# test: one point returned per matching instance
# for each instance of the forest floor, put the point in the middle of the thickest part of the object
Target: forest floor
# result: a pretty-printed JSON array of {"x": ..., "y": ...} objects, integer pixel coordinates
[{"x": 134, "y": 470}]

• **PROBLEM REQUIREMENTS**
Repeat every line of the listing without a single difference.

• **PROBLEM SOLUTION**
# test: one point returned per matching instance
# for each instance of the forest floor, put the point in the middle of the thickest part of the object
Target: forest floor
# result: a pretty-printed JSON array of {"x": ..., "y": ...} objects, integer pixel coordinates
[{"x": 134, "y": 470}]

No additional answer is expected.